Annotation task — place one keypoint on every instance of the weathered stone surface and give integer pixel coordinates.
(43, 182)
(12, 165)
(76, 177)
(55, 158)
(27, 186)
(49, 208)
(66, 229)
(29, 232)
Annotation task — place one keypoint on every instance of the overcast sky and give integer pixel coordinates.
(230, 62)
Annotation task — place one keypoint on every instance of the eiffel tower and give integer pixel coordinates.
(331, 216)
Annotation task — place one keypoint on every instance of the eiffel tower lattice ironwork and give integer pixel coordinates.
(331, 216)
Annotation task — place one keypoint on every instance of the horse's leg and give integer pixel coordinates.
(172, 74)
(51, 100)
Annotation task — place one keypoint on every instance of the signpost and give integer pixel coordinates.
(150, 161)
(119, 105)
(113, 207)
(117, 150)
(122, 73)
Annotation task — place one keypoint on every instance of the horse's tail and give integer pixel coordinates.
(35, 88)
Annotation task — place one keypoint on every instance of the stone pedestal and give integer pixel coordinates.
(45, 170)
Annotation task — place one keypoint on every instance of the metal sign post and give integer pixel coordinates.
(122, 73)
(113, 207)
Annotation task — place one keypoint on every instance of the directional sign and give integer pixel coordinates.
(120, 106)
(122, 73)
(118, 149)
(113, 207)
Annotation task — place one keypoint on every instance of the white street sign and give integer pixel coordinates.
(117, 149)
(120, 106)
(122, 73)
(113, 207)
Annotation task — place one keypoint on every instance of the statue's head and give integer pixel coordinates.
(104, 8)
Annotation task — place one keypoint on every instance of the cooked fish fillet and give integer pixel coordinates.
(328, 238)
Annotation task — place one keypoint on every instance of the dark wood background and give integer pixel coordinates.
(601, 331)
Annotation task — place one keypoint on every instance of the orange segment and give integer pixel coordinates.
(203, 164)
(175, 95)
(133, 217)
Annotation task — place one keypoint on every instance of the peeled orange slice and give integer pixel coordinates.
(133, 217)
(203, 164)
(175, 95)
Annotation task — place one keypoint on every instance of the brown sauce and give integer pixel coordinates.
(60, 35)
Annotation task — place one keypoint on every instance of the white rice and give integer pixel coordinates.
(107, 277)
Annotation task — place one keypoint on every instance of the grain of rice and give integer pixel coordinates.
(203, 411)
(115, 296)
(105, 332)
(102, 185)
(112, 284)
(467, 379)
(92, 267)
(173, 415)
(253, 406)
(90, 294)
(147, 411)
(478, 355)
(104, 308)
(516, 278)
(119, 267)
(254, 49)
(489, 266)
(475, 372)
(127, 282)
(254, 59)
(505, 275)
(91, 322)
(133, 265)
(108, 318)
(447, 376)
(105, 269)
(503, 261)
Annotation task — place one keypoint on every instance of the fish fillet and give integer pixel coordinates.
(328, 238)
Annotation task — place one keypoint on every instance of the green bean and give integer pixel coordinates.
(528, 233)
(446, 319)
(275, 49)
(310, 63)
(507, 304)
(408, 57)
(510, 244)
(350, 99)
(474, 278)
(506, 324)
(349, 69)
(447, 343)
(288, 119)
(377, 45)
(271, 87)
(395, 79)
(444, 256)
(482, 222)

== == ==

▶ _Directions_: The line containing "the fish fillet and give integer pixel coordinates." and every line after it, through the end of the records, should be repeated exactly and alone.

▶ _Task solution_:
Annotation task — place one keypoint on every instance of the fish fillet and give integer pixel coordinates.
(328, 238)
Annotation task — place one keypoint on every instance of the green bean and give integer pixel coordinates.
(528, 233)
(446, 319)
(275, 49)
(310, 63)
(507, 304)
(408, 57)
(510, 244)
(350, 99)
(474, 278)
(506, 324)
(349, 69)
(447, 343)
(288, 119)
(377, 45)
(271, 87)
(395, 79)
(444, 256)
(482, 222)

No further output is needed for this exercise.